読む記事:
★ ★ ★ ★ ★

今大会、今までの中でのベストゲームではないか。
丹羽の卓球は人間の反応速度の限界に挑むような速さだった。
試合後、ミックスゾーンでは興奮するでも、笑顔をみせるでもなく、いつもの丹羽がいた。
試合後の丹羽のコメント
「オフチャロフはサービスの種類が多いので最後までそれに苦しめられました。それにボールにパワーがあってバックでは抑えきれないので、オールフォアでやっていきました。1ゲーム目、フォアのしゃがみ込みサービスを出してきて、あの対策をやっていなかった。すごく下回転がかかっていて、チキータが遅くなって、それを狙われていました。
試合をやっているうちに気持ちがだんだん入ってきて途中からは絶対勝つんだという気持ちで戦っていました。競った時にはバックをつぶしていこうと思いました。
彼には初めて勝つことができました。オフチャロフは世界ランキング5位なので向かっていくだけでした。彼のパワーボールはクロスにしか来ないので、それを狙って打ちました。

★ ★ ★ ★ ★

課題 1:
上の卓球の記事で、丹羽がオールフォアで戦ったのはなぜですか。記事に書かれている理由を1〜3文で説明してください。
課題 2:
上の卓球の記事を、最後の文のあとから書き足してください。
項目は卓球の記事とは関係のない、別の資料です。

提供データ:
★ ★ ★ ★ ★

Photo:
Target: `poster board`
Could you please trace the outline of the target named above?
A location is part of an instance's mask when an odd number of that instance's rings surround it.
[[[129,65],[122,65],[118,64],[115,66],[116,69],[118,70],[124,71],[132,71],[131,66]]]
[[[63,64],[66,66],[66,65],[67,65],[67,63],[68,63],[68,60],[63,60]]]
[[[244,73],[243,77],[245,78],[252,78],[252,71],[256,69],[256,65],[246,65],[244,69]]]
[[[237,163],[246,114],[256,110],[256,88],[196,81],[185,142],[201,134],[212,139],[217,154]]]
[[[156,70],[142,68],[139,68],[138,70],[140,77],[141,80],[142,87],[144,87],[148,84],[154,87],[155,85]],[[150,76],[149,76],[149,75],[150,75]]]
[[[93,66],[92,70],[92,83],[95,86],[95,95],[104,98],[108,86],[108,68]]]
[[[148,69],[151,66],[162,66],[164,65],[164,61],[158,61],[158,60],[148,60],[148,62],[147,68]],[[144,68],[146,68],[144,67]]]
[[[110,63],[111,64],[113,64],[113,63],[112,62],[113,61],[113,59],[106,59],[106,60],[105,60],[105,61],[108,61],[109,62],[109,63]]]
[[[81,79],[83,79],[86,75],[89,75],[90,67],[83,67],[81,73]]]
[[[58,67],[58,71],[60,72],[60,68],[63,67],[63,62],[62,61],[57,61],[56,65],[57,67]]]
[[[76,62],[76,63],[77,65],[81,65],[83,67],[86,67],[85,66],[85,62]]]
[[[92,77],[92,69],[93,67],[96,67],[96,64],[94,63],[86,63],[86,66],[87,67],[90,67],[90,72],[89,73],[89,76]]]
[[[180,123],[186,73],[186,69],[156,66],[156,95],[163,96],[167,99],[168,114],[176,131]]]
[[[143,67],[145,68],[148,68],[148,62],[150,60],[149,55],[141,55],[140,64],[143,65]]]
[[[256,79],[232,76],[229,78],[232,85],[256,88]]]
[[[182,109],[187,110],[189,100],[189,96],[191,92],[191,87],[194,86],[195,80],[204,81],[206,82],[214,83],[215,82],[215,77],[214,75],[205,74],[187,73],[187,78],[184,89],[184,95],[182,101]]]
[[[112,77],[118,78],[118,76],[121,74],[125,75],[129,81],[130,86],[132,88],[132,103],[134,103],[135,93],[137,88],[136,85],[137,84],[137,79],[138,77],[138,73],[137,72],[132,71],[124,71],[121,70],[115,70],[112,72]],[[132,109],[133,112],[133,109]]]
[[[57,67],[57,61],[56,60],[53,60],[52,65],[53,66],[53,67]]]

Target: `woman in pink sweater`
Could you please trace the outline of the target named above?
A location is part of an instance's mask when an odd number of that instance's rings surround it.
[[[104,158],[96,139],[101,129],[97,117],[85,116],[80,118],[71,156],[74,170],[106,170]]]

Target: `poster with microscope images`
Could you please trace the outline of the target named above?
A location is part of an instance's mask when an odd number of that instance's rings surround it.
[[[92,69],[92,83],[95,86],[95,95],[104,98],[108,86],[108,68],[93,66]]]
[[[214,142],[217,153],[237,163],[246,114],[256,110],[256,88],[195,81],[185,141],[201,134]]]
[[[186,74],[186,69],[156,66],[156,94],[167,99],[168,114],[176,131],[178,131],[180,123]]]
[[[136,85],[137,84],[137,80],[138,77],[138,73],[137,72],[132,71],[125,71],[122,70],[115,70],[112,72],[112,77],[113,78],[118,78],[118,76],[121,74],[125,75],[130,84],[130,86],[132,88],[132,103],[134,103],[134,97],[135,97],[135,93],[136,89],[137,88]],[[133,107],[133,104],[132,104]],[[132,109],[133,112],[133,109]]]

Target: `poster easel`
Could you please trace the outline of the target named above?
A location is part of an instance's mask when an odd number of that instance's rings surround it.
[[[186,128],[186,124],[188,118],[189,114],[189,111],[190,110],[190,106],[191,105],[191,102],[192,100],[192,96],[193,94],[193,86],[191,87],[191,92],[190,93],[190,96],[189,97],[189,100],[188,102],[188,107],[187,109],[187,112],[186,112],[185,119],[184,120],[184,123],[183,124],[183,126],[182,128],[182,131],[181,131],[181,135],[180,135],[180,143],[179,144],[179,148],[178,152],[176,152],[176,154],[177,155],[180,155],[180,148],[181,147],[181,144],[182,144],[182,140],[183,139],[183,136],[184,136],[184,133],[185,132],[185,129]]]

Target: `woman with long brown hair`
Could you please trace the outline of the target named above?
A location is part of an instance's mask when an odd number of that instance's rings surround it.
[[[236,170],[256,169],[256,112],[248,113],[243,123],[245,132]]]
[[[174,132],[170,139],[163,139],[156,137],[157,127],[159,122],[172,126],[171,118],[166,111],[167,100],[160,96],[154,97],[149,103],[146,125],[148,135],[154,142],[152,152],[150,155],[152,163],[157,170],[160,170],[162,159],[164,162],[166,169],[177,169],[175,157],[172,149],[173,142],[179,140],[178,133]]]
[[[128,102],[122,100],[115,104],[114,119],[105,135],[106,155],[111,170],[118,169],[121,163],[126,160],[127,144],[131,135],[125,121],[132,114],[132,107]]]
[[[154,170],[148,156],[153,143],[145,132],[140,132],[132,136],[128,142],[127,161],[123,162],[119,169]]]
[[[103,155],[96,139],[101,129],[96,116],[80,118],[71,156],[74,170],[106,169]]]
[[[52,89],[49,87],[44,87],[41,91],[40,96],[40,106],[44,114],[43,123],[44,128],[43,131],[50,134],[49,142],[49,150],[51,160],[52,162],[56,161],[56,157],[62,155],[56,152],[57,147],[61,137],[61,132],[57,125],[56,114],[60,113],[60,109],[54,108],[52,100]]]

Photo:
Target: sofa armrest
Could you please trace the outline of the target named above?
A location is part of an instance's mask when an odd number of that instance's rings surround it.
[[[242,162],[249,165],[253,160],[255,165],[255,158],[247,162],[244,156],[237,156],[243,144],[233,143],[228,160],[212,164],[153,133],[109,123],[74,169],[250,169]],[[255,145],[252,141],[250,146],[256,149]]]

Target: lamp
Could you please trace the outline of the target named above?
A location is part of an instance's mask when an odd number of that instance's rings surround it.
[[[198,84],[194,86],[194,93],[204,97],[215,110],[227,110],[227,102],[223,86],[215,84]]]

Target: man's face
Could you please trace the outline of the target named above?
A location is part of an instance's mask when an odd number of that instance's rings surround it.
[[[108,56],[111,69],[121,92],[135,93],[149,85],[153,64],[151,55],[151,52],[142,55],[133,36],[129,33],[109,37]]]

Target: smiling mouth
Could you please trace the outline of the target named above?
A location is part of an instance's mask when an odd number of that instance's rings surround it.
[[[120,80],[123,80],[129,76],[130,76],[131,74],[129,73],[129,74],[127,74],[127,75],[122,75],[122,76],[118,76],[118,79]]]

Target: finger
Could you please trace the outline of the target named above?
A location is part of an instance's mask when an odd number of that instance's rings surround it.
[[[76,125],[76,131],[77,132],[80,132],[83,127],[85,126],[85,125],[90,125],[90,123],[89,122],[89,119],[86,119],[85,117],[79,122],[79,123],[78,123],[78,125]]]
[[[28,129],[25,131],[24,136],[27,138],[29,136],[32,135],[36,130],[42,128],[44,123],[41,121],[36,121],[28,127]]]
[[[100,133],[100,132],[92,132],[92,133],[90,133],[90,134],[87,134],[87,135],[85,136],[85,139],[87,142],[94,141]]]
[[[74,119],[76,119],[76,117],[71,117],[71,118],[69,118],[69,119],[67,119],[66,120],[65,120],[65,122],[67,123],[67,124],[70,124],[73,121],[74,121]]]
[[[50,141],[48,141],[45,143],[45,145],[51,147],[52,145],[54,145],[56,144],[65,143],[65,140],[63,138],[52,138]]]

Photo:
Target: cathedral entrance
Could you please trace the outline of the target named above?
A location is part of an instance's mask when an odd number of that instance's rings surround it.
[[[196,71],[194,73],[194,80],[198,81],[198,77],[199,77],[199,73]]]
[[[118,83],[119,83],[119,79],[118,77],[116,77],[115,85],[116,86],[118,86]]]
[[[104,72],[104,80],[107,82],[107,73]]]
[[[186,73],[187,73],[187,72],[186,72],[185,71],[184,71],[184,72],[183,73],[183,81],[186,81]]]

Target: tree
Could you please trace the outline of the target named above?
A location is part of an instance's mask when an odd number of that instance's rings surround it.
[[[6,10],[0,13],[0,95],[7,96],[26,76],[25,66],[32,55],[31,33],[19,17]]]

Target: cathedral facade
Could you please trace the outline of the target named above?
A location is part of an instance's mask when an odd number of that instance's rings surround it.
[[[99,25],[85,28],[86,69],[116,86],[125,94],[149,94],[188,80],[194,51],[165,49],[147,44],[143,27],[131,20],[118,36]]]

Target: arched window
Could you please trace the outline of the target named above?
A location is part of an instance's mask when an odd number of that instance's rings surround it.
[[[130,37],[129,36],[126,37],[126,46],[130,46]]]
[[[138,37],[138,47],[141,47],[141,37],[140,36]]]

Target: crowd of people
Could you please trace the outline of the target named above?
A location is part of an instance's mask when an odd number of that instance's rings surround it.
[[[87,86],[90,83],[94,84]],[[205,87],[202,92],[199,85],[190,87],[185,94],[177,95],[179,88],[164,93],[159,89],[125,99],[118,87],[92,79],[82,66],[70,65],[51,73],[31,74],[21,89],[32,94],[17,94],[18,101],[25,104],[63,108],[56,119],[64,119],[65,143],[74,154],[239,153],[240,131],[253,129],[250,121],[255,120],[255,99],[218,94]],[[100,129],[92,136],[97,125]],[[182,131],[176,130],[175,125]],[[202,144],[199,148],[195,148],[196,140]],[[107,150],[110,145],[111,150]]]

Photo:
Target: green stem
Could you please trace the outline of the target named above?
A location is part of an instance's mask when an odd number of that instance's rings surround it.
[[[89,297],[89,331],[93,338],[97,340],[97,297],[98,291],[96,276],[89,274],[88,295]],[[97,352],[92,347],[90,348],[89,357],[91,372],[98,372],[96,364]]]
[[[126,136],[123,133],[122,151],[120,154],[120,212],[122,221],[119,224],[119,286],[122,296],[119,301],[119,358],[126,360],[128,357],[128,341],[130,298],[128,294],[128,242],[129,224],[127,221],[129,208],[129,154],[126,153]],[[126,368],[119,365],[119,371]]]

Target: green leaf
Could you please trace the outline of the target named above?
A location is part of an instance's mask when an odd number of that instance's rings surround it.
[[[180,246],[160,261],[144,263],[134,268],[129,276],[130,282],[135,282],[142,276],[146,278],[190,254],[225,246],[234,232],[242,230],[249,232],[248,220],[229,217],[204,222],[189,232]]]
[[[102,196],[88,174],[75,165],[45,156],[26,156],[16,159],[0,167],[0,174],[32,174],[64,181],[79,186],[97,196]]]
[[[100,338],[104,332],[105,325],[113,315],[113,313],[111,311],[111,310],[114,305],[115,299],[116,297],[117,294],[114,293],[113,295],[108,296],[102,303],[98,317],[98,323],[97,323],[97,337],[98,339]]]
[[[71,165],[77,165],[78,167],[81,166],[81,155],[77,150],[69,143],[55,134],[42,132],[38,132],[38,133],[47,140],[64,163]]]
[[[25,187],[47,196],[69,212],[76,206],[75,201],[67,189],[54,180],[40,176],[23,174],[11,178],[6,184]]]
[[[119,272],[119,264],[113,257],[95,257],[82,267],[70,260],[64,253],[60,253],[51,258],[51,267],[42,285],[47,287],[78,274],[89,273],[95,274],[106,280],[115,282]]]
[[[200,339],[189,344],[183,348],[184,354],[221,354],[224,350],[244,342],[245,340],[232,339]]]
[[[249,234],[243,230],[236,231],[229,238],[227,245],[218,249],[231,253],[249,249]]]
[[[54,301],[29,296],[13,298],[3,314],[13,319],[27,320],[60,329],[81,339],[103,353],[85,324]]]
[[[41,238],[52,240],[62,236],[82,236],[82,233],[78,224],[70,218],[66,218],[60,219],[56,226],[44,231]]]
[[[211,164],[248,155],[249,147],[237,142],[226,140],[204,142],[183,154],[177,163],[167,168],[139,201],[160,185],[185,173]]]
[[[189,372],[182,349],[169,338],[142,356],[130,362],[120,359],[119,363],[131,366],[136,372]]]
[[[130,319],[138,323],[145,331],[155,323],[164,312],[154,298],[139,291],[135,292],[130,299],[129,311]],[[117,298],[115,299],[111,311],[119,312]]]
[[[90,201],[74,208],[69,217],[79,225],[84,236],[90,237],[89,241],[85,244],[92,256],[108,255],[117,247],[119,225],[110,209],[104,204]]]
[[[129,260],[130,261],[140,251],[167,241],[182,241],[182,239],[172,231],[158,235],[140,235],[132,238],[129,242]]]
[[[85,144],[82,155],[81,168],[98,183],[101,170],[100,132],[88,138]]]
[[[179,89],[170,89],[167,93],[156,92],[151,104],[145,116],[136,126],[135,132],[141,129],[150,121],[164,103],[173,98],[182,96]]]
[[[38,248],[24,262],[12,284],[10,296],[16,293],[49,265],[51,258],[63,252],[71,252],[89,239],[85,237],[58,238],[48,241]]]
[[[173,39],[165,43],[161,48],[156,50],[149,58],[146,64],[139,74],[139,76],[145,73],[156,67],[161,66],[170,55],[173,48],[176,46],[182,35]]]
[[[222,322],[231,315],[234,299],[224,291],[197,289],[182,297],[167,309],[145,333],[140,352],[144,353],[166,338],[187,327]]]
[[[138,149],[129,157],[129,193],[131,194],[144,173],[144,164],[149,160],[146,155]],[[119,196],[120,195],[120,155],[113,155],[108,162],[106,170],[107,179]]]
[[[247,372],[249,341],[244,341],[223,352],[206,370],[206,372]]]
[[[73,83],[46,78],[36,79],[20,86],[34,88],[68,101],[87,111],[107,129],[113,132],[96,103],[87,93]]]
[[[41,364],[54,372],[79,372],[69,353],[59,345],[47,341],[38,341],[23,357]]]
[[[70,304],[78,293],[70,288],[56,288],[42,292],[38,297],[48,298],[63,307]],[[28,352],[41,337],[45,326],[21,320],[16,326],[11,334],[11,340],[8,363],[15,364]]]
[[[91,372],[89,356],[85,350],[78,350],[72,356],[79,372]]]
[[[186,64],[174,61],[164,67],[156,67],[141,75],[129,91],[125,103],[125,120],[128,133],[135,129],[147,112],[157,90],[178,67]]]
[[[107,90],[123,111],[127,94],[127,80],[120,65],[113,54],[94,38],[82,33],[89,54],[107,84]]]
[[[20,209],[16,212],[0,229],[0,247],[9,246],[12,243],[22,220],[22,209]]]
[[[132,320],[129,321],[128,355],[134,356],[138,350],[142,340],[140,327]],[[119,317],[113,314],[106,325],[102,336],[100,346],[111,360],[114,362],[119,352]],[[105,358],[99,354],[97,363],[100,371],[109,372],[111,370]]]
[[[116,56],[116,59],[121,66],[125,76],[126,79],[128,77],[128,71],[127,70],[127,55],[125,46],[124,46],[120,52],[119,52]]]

★ ★ ★ ★ ★

模範解答 1:
オフチャロフのボールにはパワーがあり、バックでは抑えきれなかったからです。

模範解答 2:
樊振東には2年前の世界選手権でシングルスとダブルスで負けていて、今回もダブルスで負けているけど、今の試合のようにアグレッシブに攻めて勝ちにいきたい」
「ベスト8に二人? いつ以来ですか? というか、もうそんなのどうでもいいです」と倉嶋監督は笑った。彼もまた落ち着きを取り戻していた。
倉嶋洋介監督
「1ゲーム目、しゃがみ込みサービスに切り替えられて動揺してゲームを取られた。あのゲームを取っていたら4-1くらいだったかも。巻き込みサービスをフォア前とバック前に出して相手のチキータを狙っていくという戦術でした。打てるときにはフォアに打ちたいけど、どうしてもバックに集まってしまう。最後は良く力を抜いてフォアに打ってくれた。
丹羽の持ち味である快速速攻が良かった。オフチャロフのフォアハンドはバックで処理するのは難しいので、それを回り込んでフォアで打っていこうと練習していて、それが相手を驚かせるようなボールになった。
オフチャロフはサービスの種類が多いので基本はチキータ狙いだけど、難しかったらフォアのレシーブで相手を持ち上げさせてカウンター狙いだった。
球威は上がっているし、前陣で相手のボールを受け止めるパワーがついてきた。タフな試合だったけど、最後まで集中力を切らさずによく頑張ってくれました」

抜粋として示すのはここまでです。